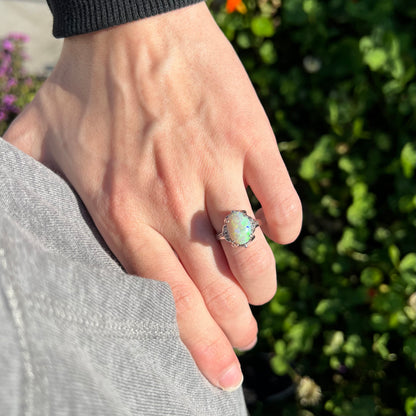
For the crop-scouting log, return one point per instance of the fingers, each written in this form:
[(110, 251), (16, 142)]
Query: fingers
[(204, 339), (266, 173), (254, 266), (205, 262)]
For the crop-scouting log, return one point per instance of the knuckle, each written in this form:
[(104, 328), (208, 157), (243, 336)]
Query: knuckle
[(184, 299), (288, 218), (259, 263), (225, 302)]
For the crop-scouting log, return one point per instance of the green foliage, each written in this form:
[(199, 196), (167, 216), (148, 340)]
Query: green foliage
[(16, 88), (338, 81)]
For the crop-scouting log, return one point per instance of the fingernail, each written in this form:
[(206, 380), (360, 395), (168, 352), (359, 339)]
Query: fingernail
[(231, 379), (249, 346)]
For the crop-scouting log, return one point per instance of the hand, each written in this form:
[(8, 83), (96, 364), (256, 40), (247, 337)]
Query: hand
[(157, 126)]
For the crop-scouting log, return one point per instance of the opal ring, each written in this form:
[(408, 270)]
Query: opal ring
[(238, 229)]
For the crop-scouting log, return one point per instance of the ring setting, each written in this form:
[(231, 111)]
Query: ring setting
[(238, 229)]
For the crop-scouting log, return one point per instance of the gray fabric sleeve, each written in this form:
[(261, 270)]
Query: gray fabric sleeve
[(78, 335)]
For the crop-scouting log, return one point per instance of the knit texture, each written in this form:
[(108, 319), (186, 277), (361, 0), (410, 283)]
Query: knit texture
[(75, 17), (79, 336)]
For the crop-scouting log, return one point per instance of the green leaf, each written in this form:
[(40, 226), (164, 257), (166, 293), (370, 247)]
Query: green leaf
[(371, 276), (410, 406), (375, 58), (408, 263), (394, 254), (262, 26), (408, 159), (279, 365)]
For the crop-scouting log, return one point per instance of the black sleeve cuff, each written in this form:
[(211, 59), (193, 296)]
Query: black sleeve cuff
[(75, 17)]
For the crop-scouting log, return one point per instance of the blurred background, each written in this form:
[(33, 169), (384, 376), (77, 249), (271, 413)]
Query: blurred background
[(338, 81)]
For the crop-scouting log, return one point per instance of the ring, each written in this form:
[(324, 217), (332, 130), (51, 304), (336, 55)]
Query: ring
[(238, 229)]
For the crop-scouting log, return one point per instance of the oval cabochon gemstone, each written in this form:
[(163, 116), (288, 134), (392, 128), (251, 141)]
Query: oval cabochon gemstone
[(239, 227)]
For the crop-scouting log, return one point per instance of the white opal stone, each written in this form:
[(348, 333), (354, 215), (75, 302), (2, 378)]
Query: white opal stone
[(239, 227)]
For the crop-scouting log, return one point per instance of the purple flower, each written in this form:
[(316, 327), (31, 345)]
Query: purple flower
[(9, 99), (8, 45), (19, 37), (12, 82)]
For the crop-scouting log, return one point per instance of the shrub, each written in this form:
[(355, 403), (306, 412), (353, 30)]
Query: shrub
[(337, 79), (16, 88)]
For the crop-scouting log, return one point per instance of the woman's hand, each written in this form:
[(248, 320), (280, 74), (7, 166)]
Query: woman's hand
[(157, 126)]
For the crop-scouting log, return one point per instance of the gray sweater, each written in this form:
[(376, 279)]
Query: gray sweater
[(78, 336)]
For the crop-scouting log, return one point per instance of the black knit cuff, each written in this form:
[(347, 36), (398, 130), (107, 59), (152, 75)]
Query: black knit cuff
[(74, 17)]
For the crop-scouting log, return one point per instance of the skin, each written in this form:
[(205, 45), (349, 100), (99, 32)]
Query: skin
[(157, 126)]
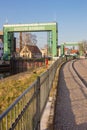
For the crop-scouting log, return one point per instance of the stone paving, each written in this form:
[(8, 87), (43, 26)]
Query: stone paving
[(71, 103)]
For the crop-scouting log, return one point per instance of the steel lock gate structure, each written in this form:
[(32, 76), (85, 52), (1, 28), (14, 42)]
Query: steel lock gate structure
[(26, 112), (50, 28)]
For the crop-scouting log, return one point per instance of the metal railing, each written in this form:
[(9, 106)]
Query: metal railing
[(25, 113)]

● ● ●

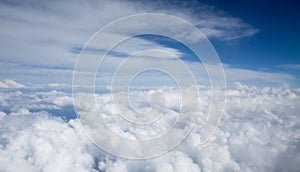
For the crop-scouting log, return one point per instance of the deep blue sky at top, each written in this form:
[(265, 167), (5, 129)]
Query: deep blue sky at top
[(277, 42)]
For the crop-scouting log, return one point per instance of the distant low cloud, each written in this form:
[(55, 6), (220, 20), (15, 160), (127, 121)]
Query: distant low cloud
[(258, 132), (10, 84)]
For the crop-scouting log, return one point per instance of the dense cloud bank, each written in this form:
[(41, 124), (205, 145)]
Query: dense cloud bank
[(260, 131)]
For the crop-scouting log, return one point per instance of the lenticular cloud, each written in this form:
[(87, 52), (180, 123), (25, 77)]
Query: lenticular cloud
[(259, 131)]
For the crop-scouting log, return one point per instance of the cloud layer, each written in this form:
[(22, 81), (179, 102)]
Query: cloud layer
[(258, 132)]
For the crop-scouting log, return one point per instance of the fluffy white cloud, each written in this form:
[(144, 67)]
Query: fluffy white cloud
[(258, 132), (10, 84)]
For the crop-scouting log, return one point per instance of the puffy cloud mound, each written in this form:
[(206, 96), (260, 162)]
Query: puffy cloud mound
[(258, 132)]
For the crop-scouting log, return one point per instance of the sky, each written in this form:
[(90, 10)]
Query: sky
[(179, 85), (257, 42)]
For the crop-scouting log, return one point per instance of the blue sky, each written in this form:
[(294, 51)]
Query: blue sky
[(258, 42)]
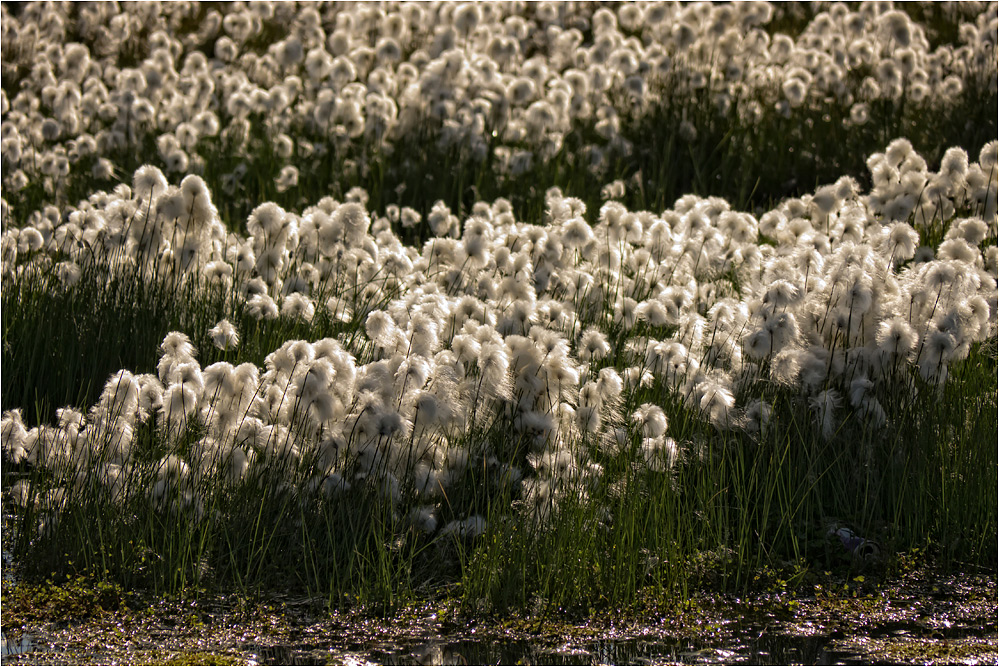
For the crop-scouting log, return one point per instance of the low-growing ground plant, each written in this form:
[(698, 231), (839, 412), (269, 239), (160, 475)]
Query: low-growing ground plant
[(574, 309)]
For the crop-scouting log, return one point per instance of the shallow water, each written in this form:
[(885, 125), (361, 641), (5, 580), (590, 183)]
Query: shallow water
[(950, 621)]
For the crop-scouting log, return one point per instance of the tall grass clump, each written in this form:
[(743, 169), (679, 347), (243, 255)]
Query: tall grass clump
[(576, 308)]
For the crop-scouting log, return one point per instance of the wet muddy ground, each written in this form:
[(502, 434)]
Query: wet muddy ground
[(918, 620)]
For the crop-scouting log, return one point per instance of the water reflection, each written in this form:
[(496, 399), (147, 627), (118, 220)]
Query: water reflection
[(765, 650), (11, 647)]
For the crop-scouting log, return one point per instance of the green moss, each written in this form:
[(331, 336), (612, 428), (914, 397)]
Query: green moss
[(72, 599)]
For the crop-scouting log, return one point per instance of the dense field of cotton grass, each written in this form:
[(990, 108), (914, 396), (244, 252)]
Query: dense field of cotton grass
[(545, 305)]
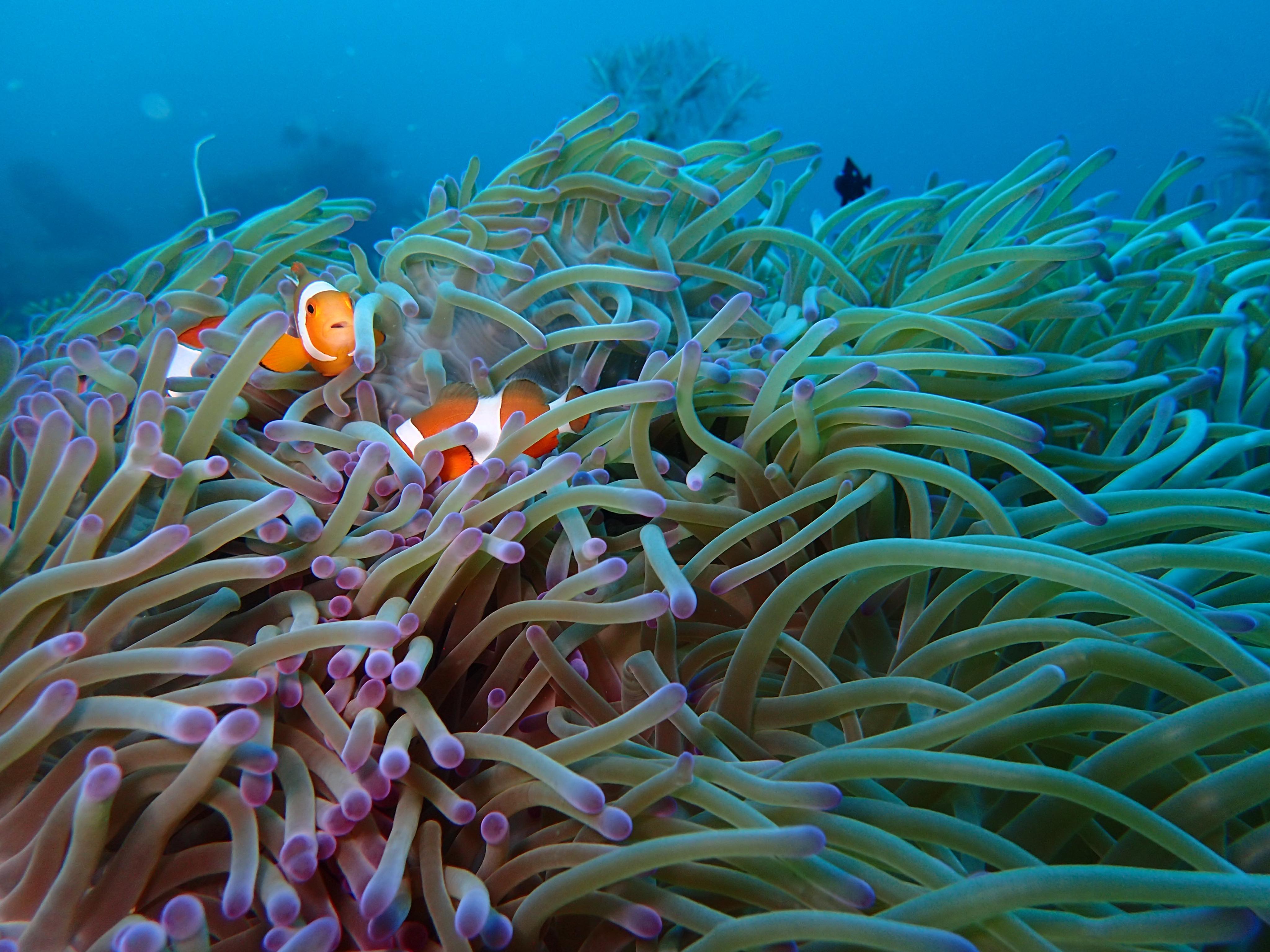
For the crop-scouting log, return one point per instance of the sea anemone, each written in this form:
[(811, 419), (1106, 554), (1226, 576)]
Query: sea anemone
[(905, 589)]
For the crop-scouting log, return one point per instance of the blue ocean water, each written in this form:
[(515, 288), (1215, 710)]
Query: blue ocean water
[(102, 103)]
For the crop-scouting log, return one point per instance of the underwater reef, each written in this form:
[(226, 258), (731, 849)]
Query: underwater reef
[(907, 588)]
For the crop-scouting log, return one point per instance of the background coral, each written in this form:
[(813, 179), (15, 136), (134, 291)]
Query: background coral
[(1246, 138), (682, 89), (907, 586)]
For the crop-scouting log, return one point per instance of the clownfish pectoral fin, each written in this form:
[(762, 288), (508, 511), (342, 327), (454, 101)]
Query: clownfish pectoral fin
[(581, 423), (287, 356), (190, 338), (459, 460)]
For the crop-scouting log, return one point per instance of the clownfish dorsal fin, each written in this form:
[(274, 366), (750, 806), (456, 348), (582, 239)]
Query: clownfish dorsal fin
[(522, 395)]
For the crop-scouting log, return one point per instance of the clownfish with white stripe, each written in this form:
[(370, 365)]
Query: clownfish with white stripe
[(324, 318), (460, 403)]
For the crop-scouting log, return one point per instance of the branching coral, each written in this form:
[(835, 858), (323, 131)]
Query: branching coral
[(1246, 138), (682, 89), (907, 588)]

● ● ●

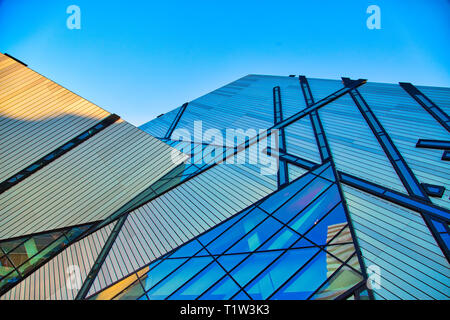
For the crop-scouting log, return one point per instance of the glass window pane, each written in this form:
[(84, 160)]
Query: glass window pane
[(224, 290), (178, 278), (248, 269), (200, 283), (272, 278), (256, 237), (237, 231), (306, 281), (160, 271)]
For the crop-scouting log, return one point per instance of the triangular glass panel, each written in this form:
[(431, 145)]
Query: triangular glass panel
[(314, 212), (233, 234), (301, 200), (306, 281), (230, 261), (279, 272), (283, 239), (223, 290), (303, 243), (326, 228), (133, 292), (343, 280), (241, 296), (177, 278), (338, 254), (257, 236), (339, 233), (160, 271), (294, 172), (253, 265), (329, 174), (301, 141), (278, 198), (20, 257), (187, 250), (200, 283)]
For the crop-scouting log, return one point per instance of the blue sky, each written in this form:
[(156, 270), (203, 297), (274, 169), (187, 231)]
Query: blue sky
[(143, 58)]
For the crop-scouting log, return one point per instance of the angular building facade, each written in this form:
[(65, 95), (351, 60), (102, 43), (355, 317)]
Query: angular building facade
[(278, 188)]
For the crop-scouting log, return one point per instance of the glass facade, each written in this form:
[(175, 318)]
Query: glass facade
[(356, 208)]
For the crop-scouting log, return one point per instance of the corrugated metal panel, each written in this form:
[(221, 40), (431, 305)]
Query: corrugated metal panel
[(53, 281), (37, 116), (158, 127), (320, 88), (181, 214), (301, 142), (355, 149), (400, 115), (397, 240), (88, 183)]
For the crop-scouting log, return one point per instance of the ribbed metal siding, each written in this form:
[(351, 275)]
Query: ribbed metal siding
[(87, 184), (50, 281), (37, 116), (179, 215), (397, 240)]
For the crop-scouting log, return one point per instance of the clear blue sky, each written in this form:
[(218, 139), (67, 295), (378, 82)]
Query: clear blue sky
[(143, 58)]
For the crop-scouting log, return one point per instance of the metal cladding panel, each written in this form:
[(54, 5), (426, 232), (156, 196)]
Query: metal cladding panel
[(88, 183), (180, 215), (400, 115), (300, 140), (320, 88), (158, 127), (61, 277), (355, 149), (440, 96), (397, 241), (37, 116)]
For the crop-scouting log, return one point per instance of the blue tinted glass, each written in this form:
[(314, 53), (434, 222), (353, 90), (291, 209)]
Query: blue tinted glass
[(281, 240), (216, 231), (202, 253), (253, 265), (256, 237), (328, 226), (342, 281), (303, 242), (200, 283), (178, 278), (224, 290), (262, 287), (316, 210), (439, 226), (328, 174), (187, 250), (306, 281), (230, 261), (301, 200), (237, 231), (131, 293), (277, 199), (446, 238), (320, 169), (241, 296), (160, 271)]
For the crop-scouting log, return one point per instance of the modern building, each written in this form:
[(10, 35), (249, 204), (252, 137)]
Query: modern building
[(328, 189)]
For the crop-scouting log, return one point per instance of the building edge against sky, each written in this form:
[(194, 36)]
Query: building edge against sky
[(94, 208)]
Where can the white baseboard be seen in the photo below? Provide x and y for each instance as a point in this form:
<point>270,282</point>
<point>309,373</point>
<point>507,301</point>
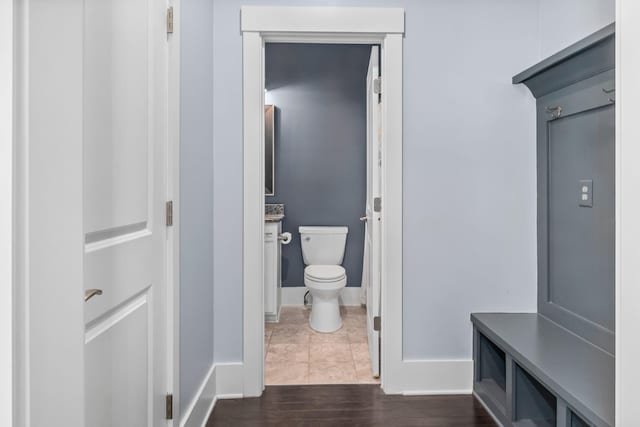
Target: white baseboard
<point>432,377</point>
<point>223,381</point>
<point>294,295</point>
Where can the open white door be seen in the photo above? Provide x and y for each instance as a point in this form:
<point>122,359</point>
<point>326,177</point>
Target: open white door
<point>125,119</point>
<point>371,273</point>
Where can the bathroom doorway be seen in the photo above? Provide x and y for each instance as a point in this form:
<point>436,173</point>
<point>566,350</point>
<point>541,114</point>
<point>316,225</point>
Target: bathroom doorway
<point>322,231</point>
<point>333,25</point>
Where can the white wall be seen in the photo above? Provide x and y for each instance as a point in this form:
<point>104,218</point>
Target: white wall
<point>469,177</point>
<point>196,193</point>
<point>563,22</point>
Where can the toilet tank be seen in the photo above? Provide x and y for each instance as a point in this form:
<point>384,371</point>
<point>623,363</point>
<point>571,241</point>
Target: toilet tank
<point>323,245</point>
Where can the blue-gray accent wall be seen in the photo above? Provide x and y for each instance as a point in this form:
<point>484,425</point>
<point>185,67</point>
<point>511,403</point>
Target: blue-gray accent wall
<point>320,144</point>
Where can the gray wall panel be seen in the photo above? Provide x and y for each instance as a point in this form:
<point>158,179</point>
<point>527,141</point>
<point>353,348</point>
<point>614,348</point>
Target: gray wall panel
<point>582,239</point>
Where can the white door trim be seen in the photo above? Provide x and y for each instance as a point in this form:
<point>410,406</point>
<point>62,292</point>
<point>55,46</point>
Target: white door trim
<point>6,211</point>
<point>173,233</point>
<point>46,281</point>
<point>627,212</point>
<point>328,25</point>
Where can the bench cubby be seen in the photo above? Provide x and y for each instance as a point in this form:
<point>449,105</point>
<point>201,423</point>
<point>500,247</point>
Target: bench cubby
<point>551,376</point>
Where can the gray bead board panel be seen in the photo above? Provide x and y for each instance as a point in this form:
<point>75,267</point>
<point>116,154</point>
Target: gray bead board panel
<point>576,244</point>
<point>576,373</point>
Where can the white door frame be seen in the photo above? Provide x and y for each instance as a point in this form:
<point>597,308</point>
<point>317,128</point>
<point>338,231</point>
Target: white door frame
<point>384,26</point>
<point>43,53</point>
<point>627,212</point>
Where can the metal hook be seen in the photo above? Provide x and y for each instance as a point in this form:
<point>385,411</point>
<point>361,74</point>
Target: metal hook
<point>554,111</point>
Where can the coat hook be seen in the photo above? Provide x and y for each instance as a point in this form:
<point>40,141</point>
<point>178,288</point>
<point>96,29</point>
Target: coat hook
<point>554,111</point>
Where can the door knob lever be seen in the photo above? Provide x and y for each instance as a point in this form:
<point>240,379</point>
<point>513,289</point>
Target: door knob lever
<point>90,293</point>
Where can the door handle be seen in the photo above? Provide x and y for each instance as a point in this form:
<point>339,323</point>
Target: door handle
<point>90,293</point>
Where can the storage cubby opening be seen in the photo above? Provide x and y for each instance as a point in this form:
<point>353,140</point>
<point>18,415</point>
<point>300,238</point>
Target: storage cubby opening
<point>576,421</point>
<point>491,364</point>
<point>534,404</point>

● ● ●

> **Your instructions**: In the listing above, transcribe exactly everything from the line containing "green leaf, each" down to the line containing "[(211, 59), (193, 296)]", including both and nothing more.

> **Solution for this exercise**:
For the crop-scouting log, return one point per instance of the green leaf, each written in this form:
[(40, 226), (164, 257), (166, 293), (370, 247)]
Query: green leaf
[(371, 276), (410, 406), (375, 58), (408, 263), (394, 254), (262, 26), (408, 159), (279, 365)]
For the crop-scouting log, return one point per instance of the black sleeve cuff, each written in this form:
[(211, 59), (193, 296)]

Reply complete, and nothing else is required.